--- DOCUMENT SEGMENT ---

The Day of the Triffids was a science fiction classic by John Wyndam, first published in 1951. Like many of the books and movies of the 1950s and 1960s, it reflects cold war paranoia, and to no small extent, suspicion about new technology.
I’m a big fan of old movies, especially old horror and science fiction. They often tell us a lot about both our dreams and our fears. There was a move adaptation in the early ’60s which I haven’t seen. According to reviews, it was mediocre at best. But I recently had a chance to see the 2009 BBC version, and I was impressed. A movie about tall, walking, carnivorous plants doesn’t sound that appealing, but I had read the book as a child, and the BBC adaptation had good reviews, so why not take a chance? Glad I did, there turned out to be a lot more going on here that you would guess from the description.
Let’s summarize the setup to get started. Our protagonist is Bill Masen, a biologist from the UK who works with Triffids. The Triffids are large, slow moving plants which are believed to be the result of Russian genetic experiments that have escaped and spread throughout the world. The purpose of the genetic manipulation was to produce a high quality vegetable oil. Perhaps the plants desire to eat anything warm blooded was just an unexpected side effect.
As the story opens, the Triffids have been tamed and largely disarmed. Dangerous, but domesticated. They are grown on huge mono-culture farms which are highly regulated, but completely in private hands. In the original story, Triffid Oil is used for food, in the 2009 BBC movie, the oil is used as a replacement for gasoline.

--- EXTRACTED ENTRIES ---

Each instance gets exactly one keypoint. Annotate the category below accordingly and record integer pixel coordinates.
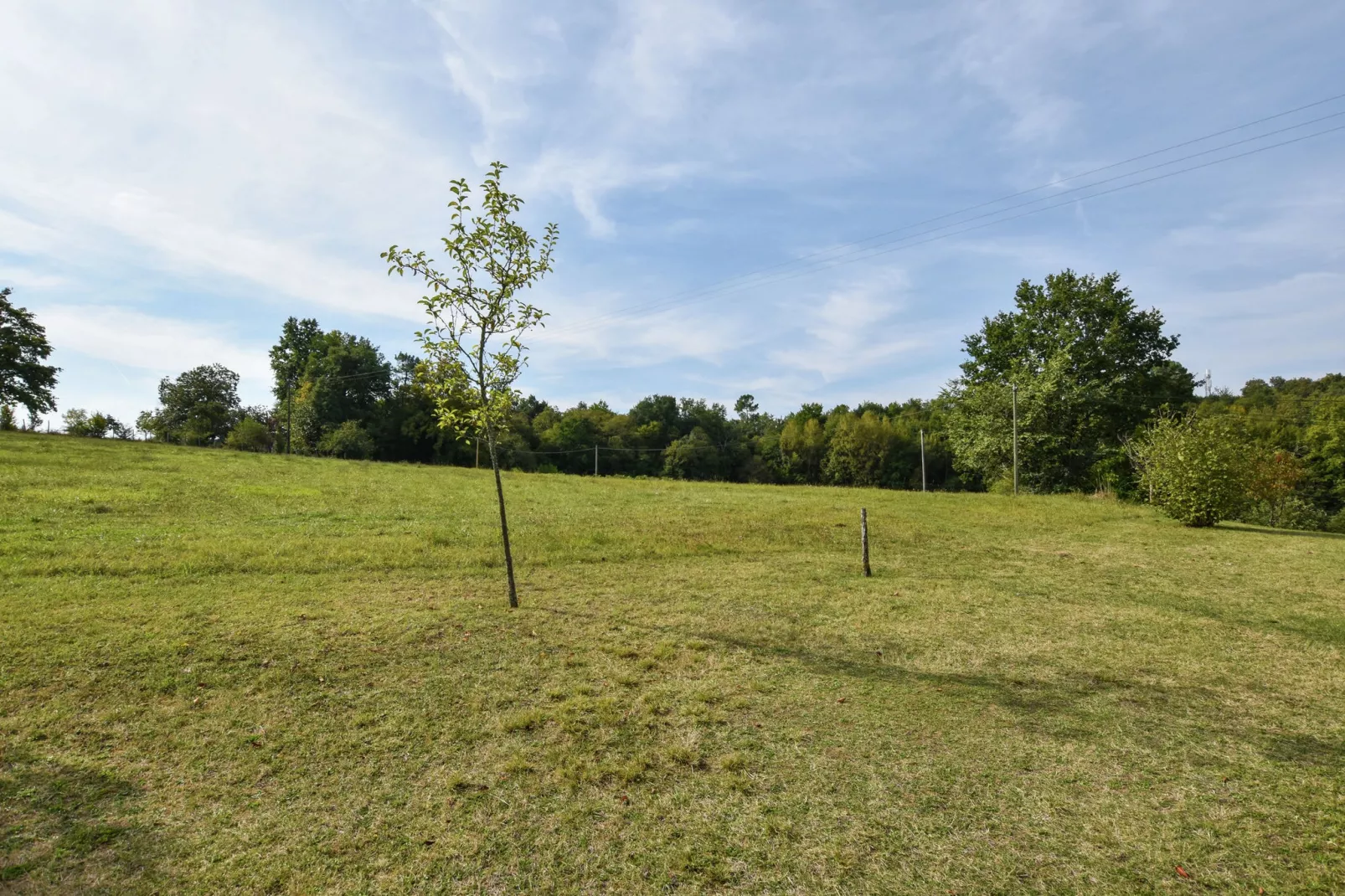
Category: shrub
(348, 440)
(1196, 470)
(97, 425)
(249, 435)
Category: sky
(179, 178)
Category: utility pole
(921, 461)
(290, 414)
(1016, 439)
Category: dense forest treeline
(1079, 368)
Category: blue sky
(178, 178)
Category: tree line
(1076, 370)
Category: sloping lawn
(237, 673)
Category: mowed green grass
(237, 673)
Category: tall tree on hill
(23, 346)
(477, 319)
(198, 408)
(1089, 363)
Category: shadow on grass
(1305, 749)
(1267, 530)
(62, 827)
(1058, 708)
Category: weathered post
(921, 461)
(863, 540)
(1016, 439)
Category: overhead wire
(858, 250)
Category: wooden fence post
(863, 538)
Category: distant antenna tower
(1208, 383)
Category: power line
(880, 250)
(838, 255)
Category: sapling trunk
(499, 492)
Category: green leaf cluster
(24, 379)
(1198, 470)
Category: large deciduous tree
(1090, 368)
(198, 408)
(477, 319)
(23, 346)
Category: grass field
(237, 673)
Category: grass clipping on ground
(239, 673)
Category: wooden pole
(921, 461)
(863, 540)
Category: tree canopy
(24, 379)
(198, 408)
(1090, 368)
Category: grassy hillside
(235, 673)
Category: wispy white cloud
(249, 162)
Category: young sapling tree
(474, 339)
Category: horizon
(182, 179)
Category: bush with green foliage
(249, 435)
(1198, 470)
(95, 425)
(348, 440)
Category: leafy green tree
(198, 408)
(346, 377)
(23, 346)
(1198, 470)
(324, 378)
(477, 319)
(858, 448)
(1096, 365)
(95, 425)
(249, 434)
(348, 440)
(288, 362)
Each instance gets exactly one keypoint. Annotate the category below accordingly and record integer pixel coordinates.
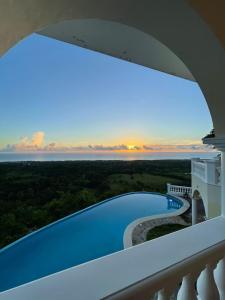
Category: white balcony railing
(188, 264)
(178, 190)
(208, 170)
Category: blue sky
(59, 94)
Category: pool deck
(135, 232)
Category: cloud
(37, 143)
(26, 144)
(170, 148)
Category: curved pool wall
(83, 236)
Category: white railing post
(194, 211)
(222, 181)
(219, 275)
(187, 290)
(206, 286)
(168, 187)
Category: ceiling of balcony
(120, 41)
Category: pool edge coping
(128, 232)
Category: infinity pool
(78, 238)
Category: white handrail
(178, 190)
(139, 272)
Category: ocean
(38, 156)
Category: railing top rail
(180, 186)
(112, 273)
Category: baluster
(206, 286)
(187, 290)
(219, 275)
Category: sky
(59, 97)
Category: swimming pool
(91, 233)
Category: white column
(194, 211)
(222, 180)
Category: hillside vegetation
(33, 194)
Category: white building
(185, 38)
(206, 184)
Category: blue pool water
(81, 237)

---

### WHAT TO DO:
Carry on the piece about The Day of the Triffids, picking up right after its last sentence. You won't need the rows for anything here.

### ANSWER FOR THIS EXERCISE:
When I watched the BBC version of The Day of the Triffids, I was struck by the similarity to today’s world. A large part of the world’s food is grown on gigantic industrial farms where the only things living are genetically identical plants which are carefully engineered to be resistant to crop diseases that we know about, but might have zero resistance to an emerging disease, or a mutation of an existing disease. In Wyndam’s fictional world, the oil gets produced, and it’s cheap, and nothing has gone wrong so far. We know that giant companies always take maximum care to avoid harming the environment, right? Exactly the situation we have today.
In the book, the event that starts the apocalypse is a meteor shower, which reacts with the upper atmosphere in a way the results in blindness to anyone who went outside to watch the light show. The movie uses a solar flare to create the critical apocalyptic event.
This is a particularly imaginative way to create an apocalypse. Rather than the traditional mutant disease which kills most of the world population, or turns them into zombies, an event which disables 90% of the population is far more sinister.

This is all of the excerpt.